Study material:

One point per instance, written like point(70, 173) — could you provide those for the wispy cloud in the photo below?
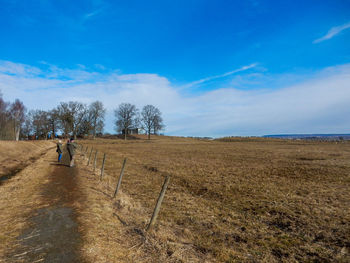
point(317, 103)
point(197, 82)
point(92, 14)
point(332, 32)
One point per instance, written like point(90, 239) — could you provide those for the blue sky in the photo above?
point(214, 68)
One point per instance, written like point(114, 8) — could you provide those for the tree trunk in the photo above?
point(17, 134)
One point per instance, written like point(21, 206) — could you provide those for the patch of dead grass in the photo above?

---

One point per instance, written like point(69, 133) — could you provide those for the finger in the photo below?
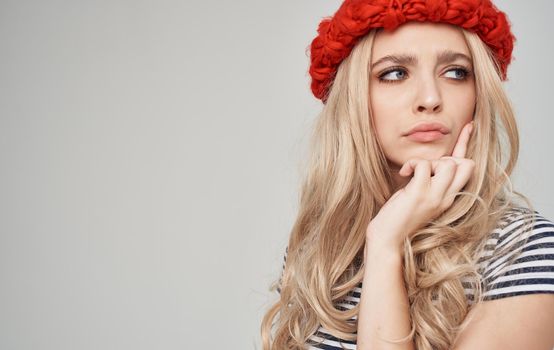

Activity: In the listing above, find the line containing "One point per instance, written like point(70, 173)" and the line containing "One point per instance, written like point(21, 206)", then output those two lines and everything between them exactly as written, without the images.

Solution below:
One point per instance, written like point(70, 173) — could you provide those for the wispy cloud in the photo below?
point(317, 103)
point(197, 82)
point(92, 14)
point(332, 32)
One point per instance, written like point(90, 239) — could you provide those for the blue sky in the photo above?
point(214, 68)
One point per instance, written like point(114, 8) — could you provide those for the tree trunk in the photo above?
point(17, 134)
One point per instance, written like point(21, 206) — could you provide those for the patch of dead grass in the photo above?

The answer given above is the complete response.